**TASK TO COMPLETE:**
Collect every line in the material below that contains the word "logo", and copy each of those lines in full.
---------------
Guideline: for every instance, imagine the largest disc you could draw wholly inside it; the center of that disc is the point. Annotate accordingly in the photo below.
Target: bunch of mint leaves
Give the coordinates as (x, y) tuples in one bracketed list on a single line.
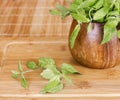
[(49, 72), (87, 11)]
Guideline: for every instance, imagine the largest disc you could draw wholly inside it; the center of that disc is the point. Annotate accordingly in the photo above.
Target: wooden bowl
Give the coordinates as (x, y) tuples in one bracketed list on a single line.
[(88, 50)]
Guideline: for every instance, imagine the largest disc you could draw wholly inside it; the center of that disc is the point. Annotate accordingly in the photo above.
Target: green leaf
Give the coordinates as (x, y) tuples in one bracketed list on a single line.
[(24, 82), (89, 27), (74, 35), (20, 66), (68, 69), (67, 79), (109, 30), (101, 13), (31, 65), (63, 10), (15, 74), (53, 86), (118, 34), (55, 12), (45, 61), (80, 17), (48, 73), (87, 3), (98, 4)]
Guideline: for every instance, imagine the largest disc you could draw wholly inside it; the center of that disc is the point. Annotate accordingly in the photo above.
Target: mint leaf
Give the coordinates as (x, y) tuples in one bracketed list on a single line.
[(98, 4), (24, 82), (74, 35), (68, 69), (20, 66), (48, 74), (15, 74), (109, 30), (89, 27), (43, 62), (80, 17), (53, 86), (87, 3), (31, 65), (63, 10)]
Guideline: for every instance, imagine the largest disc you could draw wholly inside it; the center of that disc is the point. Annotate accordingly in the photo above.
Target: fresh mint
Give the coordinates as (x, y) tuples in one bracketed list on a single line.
[(24, 82), (20, 73), (68, 69), (87, 11), (74, 35), (49, 72), (31, 65)]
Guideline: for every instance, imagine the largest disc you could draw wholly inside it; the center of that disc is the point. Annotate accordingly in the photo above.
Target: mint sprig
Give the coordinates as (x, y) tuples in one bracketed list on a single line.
[(87, 11), (49, 72)]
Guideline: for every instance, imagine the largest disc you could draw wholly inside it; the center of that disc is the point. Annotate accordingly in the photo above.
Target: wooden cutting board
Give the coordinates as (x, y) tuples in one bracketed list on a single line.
[(28, 31)]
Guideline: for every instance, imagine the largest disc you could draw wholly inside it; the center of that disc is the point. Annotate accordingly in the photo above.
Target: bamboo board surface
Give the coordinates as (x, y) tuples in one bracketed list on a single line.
[(28, 31)]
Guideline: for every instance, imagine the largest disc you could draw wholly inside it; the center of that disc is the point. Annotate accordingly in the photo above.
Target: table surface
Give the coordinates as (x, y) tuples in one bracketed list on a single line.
[(28, 31)]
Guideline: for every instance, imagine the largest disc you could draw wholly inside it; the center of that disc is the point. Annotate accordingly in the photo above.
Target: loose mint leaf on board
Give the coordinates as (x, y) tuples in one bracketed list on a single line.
[(118, 34), (74, 35), (67, 79), (31, 65), (109, 30), (24, 82), (20, 66), (68, 69), (48, 74), (15, 74)]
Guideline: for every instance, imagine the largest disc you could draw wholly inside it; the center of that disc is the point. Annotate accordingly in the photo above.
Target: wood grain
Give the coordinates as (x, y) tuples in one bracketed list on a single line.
[(31, 18), (27, 32)]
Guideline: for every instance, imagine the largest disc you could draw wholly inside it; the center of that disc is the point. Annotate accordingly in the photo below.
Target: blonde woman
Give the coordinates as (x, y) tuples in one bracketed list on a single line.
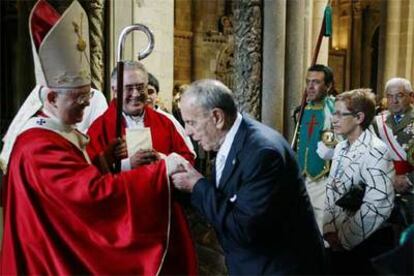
[(360, 194)]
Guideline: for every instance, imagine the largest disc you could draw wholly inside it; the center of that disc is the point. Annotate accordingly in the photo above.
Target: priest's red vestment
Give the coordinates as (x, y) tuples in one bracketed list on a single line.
[(63, 217), (165, 137)]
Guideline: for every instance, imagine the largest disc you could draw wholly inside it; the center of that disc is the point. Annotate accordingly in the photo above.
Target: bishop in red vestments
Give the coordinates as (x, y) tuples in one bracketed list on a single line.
[(62, 216), (165, 139)]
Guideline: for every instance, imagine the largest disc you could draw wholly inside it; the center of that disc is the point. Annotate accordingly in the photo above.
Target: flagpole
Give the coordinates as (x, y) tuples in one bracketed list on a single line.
[(326, 30)]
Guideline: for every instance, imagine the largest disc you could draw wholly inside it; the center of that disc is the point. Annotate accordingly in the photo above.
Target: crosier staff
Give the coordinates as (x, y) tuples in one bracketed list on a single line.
[(120, 73), (326, 30)]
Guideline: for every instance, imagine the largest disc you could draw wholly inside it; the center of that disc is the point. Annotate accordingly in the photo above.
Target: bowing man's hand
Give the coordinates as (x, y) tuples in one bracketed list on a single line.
[(143, 157), (175, 163), (186, 178)]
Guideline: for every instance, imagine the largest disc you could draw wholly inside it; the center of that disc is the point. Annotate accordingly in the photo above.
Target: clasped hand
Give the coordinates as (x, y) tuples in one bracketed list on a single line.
[(183, 175)]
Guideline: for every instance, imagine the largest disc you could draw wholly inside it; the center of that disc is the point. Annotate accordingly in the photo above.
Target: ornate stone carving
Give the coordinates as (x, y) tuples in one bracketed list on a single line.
[(96, 14), (225, 64), (248, 55)]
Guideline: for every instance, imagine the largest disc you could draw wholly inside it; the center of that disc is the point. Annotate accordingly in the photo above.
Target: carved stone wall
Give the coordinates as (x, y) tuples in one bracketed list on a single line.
[(96, 15), (248, 55)]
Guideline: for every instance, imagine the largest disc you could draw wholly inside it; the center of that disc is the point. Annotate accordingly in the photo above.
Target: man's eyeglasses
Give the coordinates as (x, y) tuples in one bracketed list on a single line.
[(313, 81), (140, 87), (398, 97), (84, 99), (81, 99), (340, 115)]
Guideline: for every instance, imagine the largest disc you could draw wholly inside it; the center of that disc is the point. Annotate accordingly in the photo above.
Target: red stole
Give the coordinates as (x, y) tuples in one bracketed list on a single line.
[(62, 217)]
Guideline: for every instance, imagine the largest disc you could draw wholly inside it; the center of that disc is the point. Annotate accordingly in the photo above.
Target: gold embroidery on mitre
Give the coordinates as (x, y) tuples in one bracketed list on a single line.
[(410, 152), (81, 45)]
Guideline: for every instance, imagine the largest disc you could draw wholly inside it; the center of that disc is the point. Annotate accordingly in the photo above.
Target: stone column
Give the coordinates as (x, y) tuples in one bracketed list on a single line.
[(248, 55), (96, 15), (274, 45), (158, 15), (316, 15), (392, 39), (294, 65)]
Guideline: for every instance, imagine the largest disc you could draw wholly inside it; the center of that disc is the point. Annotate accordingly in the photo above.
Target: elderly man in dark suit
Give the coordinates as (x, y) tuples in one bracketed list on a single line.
[(256, 201)]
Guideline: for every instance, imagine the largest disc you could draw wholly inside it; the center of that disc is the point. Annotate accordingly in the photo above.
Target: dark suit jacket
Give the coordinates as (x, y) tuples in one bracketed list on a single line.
[(261, 211)]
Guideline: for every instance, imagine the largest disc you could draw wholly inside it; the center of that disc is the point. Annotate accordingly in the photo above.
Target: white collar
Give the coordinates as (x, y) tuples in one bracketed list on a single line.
[(228, 140)]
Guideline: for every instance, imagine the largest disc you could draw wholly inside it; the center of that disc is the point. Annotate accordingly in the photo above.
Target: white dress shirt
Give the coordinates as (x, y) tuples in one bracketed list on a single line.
[(131, 122), (225, 148)]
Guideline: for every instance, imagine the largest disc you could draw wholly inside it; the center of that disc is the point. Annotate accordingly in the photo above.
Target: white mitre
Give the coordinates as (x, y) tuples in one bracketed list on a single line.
[(60, 45)]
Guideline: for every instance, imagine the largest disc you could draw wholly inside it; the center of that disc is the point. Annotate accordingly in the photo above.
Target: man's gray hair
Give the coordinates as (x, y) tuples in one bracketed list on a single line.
[(211, 94), (45, 90), (399, 82), (129, 65)]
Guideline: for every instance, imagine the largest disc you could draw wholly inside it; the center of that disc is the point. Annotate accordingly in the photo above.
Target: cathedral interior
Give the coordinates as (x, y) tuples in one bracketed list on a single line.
[(259, 48)]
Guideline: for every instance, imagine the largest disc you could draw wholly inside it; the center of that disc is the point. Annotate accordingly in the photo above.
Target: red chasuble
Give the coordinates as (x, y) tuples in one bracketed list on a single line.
[(165, 137), (181, 257), (63, 217)]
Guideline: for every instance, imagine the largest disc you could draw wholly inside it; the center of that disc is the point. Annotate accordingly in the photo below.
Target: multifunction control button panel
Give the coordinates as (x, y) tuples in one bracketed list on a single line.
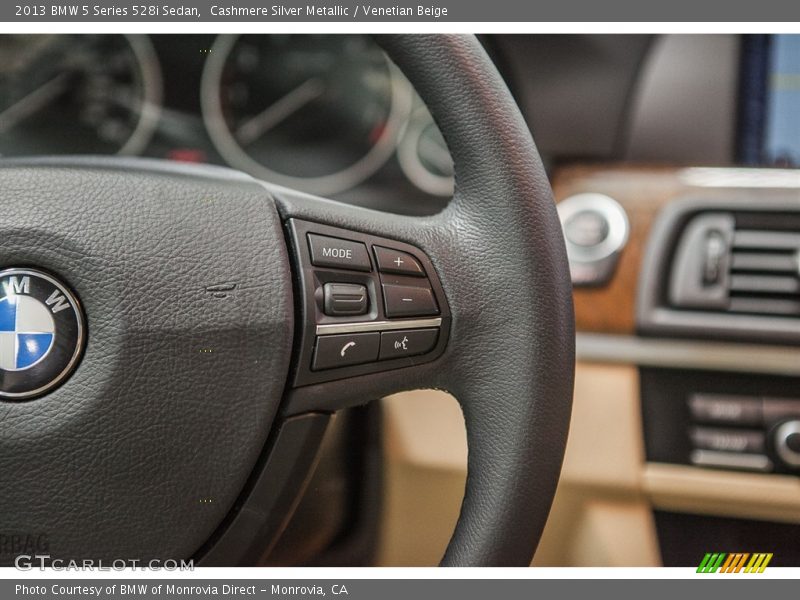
[(369, 304)]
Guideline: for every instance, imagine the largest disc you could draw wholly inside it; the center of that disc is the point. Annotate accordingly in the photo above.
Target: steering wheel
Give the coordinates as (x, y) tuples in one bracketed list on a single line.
[(201, 341)]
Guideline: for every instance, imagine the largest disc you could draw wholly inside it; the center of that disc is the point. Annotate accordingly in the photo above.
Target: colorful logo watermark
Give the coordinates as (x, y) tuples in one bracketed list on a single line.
[(738, 562)]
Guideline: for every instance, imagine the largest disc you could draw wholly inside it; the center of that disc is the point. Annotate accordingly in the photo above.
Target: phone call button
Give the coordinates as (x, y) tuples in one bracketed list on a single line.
[(344, 350)]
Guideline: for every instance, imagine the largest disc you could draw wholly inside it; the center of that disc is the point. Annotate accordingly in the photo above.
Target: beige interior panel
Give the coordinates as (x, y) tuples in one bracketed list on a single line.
[(706, 491)]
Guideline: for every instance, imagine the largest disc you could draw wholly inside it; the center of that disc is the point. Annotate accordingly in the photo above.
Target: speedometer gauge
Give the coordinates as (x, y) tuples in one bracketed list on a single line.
[(319, 113), (65, 94)]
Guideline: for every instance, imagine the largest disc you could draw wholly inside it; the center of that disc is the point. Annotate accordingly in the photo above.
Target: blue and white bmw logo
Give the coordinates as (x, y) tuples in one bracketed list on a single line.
[(41, 333)]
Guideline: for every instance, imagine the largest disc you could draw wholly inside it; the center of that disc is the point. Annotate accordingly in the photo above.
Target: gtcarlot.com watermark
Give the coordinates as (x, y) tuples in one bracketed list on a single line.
[(30, 562)]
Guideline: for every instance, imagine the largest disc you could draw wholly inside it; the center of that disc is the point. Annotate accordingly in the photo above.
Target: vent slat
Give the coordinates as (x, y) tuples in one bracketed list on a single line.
[(765, 284), (764, 262), (767, 240), (765, 306)]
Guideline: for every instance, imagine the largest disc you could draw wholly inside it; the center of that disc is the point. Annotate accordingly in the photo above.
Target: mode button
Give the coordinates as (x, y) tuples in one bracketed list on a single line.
[(339, 254)]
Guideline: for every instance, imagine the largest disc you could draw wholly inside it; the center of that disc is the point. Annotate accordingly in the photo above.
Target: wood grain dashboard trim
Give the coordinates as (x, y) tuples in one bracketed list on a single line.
[(642, 192)]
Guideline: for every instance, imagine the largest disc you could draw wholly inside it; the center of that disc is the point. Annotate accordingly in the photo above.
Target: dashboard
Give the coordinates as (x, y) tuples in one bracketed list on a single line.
[(694, 390), (326, 114)]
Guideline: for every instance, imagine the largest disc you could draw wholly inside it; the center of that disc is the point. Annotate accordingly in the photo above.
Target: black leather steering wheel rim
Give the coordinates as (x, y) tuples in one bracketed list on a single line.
[(145, 449), (499, 251)]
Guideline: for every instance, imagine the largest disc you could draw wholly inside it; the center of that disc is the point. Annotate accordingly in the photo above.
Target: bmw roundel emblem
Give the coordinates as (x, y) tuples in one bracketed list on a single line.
[(42, 333)]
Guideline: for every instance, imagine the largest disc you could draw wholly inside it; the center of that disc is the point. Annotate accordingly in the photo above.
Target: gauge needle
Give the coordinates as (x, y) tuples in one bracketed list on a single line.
[(254, 128), (31, 103)]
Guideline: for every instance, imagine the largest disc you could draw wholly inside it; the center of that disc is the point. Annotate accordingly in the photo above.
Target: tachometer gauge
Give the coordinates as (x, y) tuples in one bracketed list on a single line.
[(424, 157), (319, 113), (77, 94)]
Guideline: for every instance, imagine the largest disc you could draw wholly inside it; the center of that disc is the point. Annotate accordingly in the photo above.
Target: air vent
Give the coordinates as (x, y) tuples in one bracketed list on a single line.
[(764, 272), (722, 264)]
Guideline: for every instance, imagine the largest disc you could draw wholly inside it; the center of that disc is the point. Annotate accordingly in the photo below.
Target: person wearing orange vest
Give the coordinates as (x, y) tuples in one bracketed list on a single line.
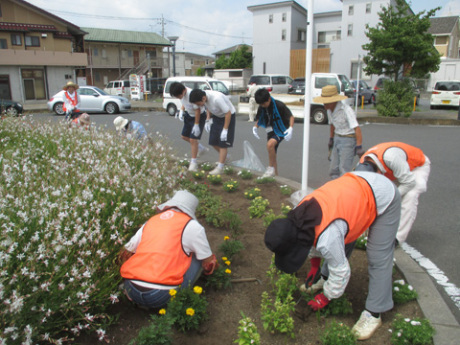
---------------
**REPLY TO THE TASK:**
Target: colorful logo watermark
Target: blue and white bmw logo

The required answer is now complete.